[Saved data entries]
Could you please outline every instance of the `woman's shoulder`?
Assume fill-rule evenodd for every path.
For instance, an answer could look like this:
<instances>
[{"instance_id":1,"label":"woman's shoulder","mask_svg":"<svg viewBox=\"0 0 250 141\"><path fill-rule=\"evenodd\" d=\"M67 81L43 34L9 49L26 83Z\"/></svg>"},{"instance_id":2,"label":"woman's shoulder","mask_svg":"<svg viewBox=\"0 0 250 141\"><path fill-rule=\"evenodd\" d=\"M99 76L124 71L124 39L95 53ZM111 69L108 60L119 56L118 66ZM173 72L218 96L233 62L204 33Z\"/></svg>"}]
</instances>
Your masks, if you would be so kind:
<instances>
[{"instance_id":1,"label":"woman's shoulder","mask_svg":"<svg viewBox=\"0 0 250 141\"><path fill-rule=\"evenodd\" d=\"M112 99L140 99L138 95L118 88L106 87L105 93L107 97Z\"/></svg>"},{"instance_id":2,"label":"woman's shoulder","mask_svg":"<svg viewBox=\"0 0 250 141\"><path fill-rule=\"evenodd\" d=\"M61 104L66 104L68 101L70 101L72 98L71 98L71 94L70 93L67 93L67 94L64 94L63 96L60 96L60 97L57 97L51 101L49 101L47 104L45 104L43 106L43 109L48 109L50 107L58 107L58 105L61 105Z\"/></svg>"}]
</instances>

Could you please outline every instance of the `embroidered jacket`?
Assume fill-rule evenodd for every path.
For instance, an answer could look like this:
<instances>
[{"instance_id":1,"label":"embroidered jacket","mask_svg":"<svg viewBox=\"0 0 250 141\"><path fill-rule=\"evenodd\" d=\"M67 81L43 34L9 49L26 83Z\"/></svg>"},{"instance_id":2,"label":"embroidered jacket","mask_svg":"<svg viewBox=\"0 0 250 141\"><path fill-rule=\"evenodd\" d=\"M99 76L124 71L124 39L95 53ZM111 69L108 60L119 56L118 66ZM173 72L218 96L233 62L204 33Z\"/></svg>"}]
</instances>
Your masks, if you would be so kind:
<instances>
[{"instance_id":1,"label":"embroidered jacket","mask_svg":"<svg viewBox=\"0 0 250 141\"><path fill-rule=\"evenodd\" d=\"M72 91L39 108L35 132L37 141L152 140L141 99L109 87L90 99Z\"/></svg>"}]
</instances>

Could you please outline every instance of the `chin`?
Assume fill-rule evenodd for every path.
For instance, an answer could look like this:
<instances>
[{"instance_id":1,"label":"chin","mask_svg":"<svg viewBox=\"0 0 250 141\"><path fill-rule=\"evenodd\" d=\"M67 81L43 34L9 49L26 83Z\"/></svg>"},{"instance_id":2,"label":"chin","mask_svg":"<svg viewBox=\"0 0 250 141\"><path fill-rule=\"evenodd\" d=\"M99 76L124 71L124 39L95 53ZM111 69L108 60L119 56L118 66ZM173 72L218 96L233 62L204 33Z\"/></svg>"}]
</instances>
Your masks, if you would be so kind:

*What you need to do*. Output the listing above exactly as it appears.

*Worked answer*.
Could you please outline every instance of the `woman's shoulder`?
Assume fill-rule evenodd for every path.
For instance, an answer could look like this:
<instances>
[{"instance_id":1,"label":"woman's shoulder","mask_svg":"<svg viewBox=\"0 0 250 141\"><path fill-rule=\"evenodd\" d=\"M67 81L43 34L9 49L26 83Z\"/></svg>"},{"instance_id":2,"label":"woman's shoulder","mask_svg":"<svg viewBox=\"0 0 250 141\"><path fill-rule=\"evenodd\" d=\"M99 76L124 71L124 39L95 53ZM111 69L108 60L119 56L118 66ZM173 72L218 96L233 62L204 33Z\"/></svg>"}]
</instances>
Your masks, if you would be so kind:
<instances>
[{"instance_id":1,"label":"woman's shoulder","mask_svg":"<svg viewBox=\"0 0 250 141\"><path fill-rule=\"evenodd\" d=\"M112 99L140 99L138 95L118 88L106 87L105 93L107 97Z\"/></svg>"},{"instance_id":2,"label":"woman's shoulder","mask_svg":"<svg viewBox=\"0 0 250 141\"><path fill-rule=\"evenodd\" d=\"M61 104L66 104L68 101L70 101L72 98L71 98L71 94L70 93L67 93L67 94L64 94L63 96L60 96L60 97L57 97L51 101L49 101L47 104L45 104L43 106L43 109L48 109L50 107L58 107L58 105L61 105Z\"/></svg>"}]
</instances>

Could you please outline every instance of the `embroidered jacket`?
Assume fill-rule evenodd for every path.
For instance, an answer could look like this:
<instances>
[{"instance_id":1,"label":"embroidered jacket","mask_svg":"<svg viewBox=\"0 0 250 141\"><path fill-rule=\"evenodd\" d=\"M67 81L43 34L9 49L26 83Z\"/></svg>"},{"instance_id":2,"label":"embroidered jacket","mask_svg":"<svg viewBox=\"0 0 250 141\"><path fill-rule=\"evenodd\" d=\"M99 76L124 71L124 39L95 53ZM111 69L108 60L119 56L118 66ZM173 72L218 96L233 62L204 33Z\"/></svg>"}]
</instances>
Your masks, if you would be so kind:
<instances>
[{"instance_id":1,"label":"embroidered jacket","mask_svg":"<svg viewBox=\"0 0 250 141\"><path fill-rule=\"evenodd\" d=\"M72 91L39 108L35 132L37 141L152 140L141 99L109 87L90 99Z\"/></svg>"}]
</instances>

Could you please outline every instance of the `chin`?
Assume fill-rule evenodd for every path.
For instance, an answer could look like this:
<instances>
[{"instance_id":1,"label":"chin","mask_svg":"<svg viewBox=\"0 0 250 141\"><path fill-rule=\"evenodd\" d=\"M67 81L43 34L9 49L26 83Z\"/></svg>"},{"instance_id":2,"label":"chin","mask_svg":"<svg viewBox=\"0 0 250 141\"><path fill-rule=\"evenodd\" d=\"M99 76L124 71L124 39L95 53ZM111 69L108 60L119 56L118 66ZM173 72L218 96L233 62L204 33Z\"/></svg>"}]
</instances>
Your masks, if you would be so kind:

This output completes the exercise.